Exercice écrit 1: D'après le texte retenu, quelle loi de 1959 a établi le régime des contrats en échange du respect des programmes officiels ?

Texte retenu:
C’est donc un mouvement impulsé par la base des catholiques : l’Eglise n’avait pas réagi à la loi sur le statut des juifs, mais suivant l’opinion de ses fidèles et de ses « hommes de terrain », elle fit barrage à la mesure prévu par Vichy de retirer en bloc la Nationalité Française aux juifs naturalisés depuis 1927.


3) Le renouveau politique à la libération

Ce type d’action, mais surtout celle des catholiques entrés en résistance, permet une atténuation de l’anticléricalisme et même un renouveau politique
Si l’octroie de subventions concédé en 42 est à nouveau supprimé en 45, on ne touche pas au droit de congrégation, pas plus qu’au concordat rétabli en Alsace.
C’est que l’Eglise a pu se rapprocher du pouvoir via notamment l’entrée de 5 anciens de l’ACJF dans le GPRF et l’importance du MRP, de base chrétienne, dont le dvpt a été permis par la disparition de la droite traditionnelle impliqué dans Vichy, soutien habituel de l’Eglise.

Quelques lois pour cette période :
1951 : Loi Marie et Barangé (rétablissement du régime des bourses d’enseignement au système privé)
1959 : Loi Debré qui établit le régime des contrats en échange du respect des programmes officiels et du contrôle administratif, l’Etat prenant en charge le traitement des enseignants
III/ Le coup de grâce ? (Années 60 à nos jours)

Il s’agit ici d’évaluer le pouvoir de lobbying de l’Eglise sous la Vème République

1) L’Eglise en crise face à la modernité et l’Etat-Providence (années 60- années 80)

Exercice écrit 2: Transcrivez en tableau Markdown les lignes des enregistrements, depuis celle qui contient « Can you find the golden » jusqu'à la fin des enregistrements, sans les lignes vides. Intitulez les deux colonnes « N° », pour le numéro de rang, et « Ligne », pour le texte de la ligne.

[Enregistrements d'annotation par points]
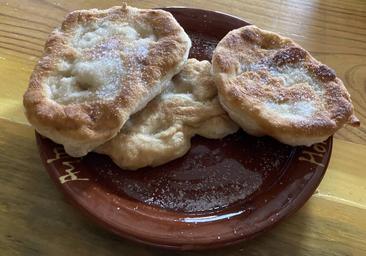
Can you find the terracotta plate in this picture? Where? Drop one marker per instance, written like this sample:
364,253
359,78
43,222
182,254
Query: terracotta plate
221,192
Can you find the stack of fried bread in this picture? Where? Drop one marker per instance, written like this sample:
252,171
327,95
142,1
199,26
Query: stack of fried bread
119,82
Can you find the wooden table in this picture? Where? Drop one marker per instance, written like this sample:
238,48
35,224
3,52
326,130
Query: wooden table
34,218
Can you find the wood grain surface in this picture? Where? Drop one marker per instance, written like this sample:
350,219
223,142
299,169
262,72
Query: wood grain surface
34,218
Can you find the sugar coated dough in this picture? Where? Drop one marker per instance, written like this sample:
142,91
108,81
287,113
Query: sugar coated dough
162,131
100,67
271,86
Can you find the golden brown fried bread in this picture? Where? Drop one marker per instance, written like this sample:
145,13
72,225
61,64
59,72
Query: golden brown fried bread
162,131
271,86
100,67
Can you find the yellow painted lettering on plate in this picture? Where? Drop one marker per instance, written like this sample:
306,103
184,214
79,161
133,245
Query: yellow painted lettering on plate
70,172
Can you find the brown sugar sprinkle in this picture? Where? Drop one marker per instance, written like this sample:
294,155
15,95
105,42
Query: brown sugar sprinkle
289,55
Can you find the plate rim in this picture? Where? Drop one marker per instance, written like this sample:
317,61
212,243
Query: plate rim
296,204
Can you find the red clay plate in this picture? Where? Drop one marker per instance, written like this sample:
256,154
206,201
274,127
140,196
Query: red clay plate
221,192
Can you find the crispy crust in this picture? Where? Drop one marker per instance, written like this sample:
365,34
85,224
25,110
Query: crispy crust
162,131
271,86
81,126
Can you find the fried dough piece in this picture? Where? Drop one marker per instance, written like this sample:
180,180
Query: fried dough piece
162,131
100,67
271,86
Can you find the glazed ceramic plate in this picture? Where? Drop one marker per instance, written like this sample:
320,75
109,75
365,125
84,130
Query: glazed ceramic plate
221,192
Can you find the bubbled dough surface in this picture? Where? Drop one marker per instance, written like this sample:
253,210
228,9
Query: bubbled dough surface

Réponse 1: La loi Debré.

Réponse 2:
| N° | Ligne |
|---|---|
| 1 | Can you find the golden brown fried bread in this picture? Where? Drop one marker per instance, written like this sample: |
| 2 | 145,13 |
| 3 | 72,225 |
| 4 | 61,64 |
| 5 | 59,72 |
| 6 | Query: golden brown fried bread |
| 7 | 162,131 |
| 8 | 271,86 |
| 9 | 100,67 |
| 10 | Can you find the yellow painted lettering on plate in this picture? Where? Drop one marker per instance, written like this sample: |
| 11 | 306,103 |
| 12 | 184,214 |
| 13 | 79,161 |
| 14 | 133,245 |
| 15 | Query: yellow painted lettering on plate |
| 16 | 70,172 |
| 17 | Can you find the brown sugar sprinkle in this picture? Where? Drop one marker per instance, written like this sample: |
| 18 | 294,155 |
| 19 | 15,95 |
| 20 | 105,42 |
| 21 | Query: brown sugar sprinkle |
| 22 | 289,55 |
| 23 | Can you find the plate rim in this picture? Where? Drop one marker per instance, written like this sample: |
| 24 | 317,61 |
| 25 | 212,243 |
| 26 | Query: plate rim |
| 27 | 296,204 |
| 28 | Can you find the red clay plate in this picture? Where? Drop one marker per instance, written like this sample: |
| 29 | 256,154 |
| 30 | 206,201 |
| 31 | 274,127 |
| 32 | 140,196 |
| 33 | Query: red clay plate |
| 34 | 221,192 |
| 35 | Can you find the crispy crust in this picture? Where? Drop one marker per instance, written like this sample: |
| 36 | 365,34 |
| 37 | 85,224 |
| 38 | 25,110 |
| 39 | Query: crispy crust |
| 40 | 162,131 |
| 41 | 271,86 |
| 42 | 81,126 |
| 43 | Can you find the fried dough piece in this picture? Where? Drop one marker per instance, written like this sample: |
| 44 | 180,180 |
| 45 | Query: fried dough piece |
| 46 | 162,131 |
| 47 | 100,67 |
| 48 | 271,86 |
| 49 | Can you find the glazed ceramic plate in this picture? Where? Drop one marker per instance, written like this sample: |
| 50 | 320,75 |
| 51 | 109,75 |
| 52 | 365,125 |
| 53 | 84,130 |
| 54 | Query: glazed ceramic plate |
| 55 | 221,192 |
| 56 | Can you find the bubbled dough surface in this picture? Where? Drop one marker per instance, written like this sample: |
| 57 | 253,210 |
| 58 | 228,9 |
| 59 | Query: bubbled dough surface |